Dataset content
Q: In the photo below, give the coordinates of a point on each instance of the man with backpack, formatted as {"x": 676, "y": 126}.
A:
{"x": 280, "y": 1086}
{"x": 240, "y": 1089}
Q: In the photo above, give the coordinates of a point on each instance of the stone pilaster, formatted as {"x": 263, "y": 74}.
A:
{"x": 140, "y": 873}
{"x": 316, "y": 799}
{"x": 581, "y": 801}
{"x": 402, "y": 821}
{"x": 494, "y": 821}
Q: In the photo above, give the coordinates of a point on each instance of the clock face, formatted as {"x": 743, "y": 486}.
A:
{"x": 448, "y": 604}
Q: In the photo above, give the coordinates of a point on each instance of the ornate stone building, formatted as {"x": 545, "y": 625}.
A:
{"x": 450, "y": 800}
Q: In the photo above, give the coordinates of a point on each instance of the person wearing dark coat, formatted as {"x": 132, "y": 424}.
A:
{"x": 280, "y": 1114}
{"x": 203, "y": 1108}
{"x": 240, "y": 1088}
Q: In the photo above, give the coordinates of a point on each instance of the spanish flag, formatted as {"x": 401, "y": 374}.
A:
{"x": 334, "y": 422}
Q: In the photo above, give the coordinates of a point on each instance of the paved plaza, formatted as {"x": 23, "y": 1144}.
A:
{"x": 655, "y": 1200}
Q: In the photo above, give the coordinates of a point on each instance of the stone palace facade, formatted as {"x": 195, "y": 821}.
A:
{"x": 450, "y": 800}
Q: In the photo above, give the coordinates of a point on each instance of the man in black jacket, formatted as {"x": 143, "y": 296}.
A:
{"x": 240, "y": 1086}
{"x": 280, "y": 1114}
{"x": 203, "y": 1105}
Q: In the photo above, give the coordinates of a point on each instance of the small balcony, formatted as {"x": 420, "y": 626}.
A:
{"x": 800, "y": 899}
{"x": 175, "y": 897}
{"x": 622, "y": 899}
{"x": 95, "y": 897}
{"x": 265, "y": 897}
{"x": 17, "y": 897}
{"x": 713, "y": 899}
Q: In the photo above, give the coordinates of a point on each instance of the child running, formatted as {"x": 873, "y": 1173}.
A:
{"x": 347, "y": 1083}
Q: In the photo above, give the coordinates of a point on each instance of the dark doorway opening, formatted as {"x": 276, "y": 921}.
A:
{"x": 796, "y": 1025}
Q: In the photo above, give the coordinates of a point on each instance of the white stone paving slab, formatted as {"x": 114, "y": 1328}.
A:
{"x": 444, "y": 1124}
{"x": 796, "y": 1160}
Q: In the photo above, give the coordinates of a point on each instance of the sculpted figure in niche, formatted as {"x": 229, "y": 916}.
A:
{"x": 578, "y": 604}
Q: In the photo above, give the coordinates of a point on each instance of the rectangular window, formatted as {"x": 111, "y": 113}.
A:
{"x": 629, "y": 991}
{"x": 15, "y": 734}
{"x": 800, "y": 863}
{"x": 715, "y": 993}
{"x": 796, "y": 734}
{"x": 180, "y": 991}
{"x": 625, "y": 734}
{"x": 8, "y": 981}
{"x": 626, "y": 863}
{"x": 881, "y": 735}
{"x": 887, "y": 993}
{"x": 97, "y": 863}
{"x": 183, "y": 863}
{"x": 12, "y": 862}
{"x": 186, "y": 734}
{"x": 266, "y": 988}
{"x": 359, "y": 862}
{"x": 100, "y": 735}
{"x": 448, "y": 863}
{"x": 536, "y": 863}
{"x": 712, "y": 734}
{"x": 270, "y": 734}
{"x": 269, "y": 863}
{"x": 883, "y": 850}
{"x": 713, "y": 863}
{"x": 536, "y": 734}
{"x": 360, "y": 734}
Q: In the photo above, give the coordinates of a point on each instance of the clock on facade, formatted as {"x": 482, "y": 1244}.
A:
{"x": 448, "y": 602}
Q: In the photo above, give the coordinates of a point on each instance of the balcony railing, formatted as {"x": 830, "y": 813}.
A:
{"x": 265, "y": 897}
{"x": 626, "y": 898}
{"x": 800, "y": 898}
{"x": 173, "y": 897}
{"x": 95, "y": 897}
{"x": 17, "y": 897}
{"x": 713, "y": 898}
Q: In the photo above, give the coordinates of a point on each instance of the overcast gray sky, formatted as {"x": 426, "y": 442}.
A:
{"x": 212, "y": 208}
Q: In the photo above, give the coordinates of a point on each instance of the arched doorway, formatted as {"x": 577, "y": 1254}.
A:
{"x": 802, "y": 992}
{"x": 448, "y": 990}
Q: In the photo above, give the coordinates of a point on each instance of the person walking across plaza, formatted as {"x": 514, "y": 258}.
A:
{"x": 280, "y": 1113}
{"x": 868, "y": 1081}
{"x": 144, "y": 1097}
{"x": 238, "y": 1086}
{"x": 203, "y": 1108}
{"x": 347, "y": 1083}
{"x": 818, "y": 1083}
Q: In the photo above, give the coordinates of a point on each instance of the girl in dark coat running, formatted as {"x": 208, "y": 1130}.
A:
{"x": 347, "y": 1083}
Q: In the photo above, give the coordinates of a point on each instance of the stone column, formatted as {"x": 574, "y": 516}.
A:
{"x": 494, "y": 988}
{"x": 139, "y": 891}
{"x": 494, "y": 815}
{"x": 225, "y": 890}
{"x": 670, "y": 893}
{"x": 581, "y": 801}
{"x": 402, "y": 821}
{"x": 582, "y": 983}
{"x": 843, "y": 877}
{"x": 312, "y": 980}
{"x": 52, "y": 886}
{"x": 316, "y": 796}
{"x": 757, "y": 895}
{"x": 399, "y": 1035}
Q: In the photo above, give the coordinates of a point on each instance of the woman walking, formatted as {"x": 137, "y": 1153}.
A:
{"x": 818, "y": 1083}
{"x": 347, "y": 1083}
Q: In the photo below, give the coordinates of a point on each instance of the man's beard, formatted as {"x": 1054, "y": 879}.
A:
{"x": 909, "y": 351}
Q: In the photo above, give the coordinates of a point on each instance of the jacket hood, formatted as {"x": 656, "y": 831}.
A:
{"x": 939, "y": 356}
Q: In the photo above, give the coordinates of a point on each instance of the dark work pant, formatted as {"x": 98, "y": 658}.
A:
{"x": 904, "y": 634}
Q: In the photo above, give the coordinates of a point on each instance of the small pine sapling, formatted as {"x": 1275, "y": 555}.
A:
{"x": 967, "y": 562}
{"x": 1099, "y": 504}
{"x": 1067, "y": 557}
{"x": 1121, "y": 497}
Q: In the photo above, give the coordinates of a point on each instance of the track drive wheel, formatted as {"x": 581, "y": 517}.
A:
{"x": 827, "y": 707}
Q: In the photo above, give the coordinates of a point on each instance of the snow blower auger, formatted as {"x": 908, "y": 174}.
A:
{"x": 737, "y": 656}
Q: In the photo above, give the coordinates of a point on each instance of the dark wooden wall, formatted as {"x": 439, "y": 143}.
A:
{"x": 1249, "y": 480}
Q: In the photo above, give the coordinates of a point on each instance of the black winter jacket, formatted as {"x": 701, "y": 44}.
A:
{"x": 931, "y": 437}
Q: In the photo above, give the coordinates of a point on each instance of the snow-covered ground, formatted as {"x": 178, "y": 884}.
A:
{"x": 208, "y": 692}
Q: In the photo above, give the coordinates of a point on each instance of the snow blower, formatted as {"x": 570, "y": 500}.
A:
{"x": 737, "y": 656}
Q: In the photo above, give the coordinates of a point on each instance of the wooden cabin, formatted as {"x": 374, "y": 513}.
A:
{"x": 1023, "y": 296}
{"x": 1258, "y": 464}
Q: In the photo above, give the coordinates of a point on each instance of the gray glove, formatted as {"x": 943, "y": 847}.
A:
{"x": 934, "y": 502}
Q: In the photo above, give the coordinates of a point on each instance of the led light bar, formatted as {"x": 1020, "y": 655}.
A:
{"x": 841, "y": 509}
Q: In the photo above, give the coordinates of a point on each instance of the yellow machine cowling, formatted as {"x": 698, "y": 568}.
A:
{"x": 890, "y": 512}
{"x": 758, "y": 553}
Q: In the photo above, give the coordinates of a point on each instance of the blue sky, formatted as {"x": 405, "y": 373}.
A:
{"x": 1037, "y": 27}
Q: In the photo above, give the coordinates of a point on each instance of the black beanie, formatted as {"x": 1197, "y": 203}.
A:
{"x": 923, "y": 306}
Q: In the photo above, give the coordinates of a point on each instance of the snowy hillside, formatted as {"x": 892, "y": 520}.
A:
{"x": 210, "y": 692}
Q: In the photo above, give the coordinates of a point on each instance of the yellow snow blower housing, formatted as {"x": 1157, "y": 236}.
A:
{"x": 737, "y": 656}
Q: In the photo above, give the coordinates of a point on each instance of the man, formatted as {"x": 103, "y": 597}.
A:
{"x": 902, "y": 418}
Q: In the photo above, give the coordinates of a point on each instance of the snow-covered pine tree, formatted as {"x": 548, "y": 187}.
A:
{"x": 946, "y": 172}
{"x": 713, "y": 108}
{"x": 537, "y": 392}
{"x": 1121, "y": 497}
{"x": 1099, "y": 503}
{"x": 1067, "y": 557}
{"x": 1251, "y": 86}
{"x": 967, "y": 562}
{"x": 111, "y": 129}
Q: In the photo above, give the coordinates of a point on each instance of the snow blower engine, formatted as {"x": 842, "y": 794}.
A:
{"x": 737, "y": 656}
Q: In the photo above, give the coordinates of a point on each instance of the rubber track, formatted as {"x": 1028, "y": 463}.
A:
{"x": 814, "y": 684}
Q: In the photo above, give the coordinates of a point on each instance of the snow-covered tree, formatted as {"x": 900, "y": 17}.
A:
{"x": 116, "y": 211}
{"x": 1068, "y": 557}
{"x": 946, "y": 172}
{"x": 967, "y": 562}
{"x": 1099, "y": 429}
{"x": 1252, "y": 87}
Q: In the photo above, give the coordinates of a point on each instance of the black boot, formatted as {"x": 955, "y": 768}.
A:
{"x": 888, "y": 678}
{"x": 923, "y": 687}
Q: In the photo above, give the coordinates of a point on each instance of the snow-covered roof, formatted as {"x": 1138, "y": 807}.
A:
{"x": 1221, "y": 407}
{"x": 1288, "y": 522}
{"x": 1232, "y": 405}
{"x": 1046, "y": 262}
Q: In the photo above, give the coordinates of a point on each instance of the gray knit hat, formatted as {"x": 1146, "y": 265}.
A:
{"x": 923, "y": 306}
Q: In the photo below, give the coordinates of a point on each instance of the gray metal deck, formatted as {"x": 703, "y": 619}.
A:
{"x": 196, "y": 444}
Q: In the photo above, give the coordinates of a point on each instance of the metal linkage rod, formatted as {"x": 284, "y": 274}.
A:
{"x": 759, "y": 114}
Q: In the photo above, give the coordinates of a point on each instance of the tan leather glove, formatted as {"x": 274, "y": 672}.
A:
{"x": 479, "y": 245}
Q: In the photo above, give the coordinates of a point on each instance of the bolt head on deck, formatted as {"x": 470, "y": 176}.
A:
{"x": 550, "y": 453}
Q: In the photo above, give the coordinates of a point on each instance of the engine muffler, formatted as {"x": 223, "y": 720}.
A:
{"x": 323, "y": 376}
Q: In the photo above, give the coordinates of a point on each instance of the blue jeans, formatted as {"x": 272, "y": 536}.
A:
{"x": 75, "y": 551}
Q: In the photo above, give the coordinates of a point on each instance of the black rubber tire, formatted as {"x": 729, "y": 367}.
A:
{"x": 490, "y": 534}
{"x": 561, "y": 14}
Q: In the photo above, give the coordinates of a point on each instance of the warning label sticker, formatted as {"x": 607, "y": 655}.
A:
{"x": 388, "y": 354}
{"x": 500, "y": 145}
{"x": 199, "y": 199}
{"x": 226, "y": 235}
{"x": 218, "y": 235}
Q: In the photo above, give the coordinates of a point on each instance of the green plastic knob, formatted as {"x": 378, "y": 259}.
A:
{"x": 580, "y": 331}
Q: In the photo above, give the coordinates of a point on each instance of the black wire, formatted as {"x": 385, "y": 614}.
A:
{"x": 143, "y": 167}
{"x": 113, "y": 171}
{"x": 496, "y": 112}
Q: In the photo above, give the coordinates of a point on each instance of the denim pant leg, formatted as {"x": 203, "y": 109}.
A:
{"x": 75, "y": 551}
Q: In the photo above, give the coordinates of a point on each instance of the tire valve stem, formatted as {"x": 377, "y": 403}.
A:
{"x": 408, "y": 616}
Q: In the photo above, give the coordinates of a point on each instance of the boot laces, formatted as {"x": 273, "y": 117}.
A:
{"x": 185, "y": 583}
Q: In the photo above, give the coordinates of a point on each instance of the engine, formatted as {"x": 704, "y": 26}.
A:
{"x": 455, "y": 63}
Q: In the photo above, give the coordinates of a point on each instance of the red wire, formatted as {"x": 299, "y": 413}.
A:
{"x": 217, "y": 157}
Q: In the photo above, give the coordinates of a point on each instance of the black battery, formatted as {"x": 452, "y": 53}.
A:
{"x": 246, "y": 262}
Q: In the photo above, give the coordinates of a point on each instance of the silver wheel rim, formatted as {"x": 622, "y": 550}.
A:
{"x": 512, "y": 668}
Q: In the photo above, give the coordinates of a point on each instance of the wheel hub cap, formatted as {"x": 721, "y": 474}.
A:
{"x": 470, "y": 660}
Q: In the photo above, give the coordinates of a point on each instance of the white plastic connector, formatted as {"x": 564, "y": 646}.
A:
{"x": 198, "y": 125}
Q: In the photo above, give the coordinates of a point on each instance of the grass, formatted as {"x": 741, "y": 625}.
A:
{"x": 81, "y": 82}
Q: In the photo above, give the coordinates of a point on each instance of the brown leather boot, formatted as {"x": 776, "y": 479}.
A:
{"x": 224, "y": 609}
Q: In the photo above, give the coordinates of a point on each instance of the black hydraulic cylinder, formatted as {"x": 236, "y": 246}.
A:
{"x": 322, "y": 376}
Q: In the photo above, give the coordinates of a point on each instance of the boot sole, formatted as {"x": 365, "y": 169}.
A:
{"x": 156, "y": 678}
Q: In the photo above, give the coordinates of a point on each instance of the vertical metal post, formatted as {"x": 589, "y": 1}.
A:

What this task involves
All lines from the line containing "red wire, formatted" through the end of the listing above are to be duplicated exactly; include both ends and nothing further.

Written solution
Q: In the photo above, give the coordinates of a point on each instance of the red wire, formatted as {"x": 299, "y": 413}.
A:
{"x": 217, "y": 157}
Q: In the photo above, give the coordinates of a point on each instance of the black battery, formatted as {"x": 452, "y": 53}.
A:
{"x": 246, "y": 262}
Q: In the photo above, give the coordinates of a point on each instance of the silver wheel rim, formatted as {"x": 622, "y": 550}.
A:
{"x": 512, "y": 668}
Q: In the photo above, give the coordinates of a point on each instance of the wheel hub cap, formatted as {"x": 721, "y": 474}.
A:
{"x": 470, "y": 660}
Q: In the photo above, give the coordinates of a point on each instance of the white plastic connector, formatted as {"x": 564, "y": 646}.
A:
{"x": 198, "y": 125}
Q: In the photo above, give the coordinates of a point on each instance of the grass, formatted as {"x": 741, "y": 625}.
A:
{"x": 81, "y": 82}
Q: In the photo above, give the coordinates of a point on each instance of the brown leather boot, formatted as {"x": 776, "y": 479}.
A:
{"x": 224, "y": 609}
Q: In the photo above, give the coordinates of a point on each instance of the black hydraulic cylinder, formatted as {"x": 236, "y": 246}.
A:
{"x": 322, "y": 376}
Q: In the photo above, give the coordinates of a point on each instance of the boot sole, formatted as {"x": 365, "y": 169}.
A:
{"x": 156, "y": 678}
Q: In the photo above, give the coordinates of a point on each instance of the vertical metal post, formatted as {"x": 589, "y": 1}.
A:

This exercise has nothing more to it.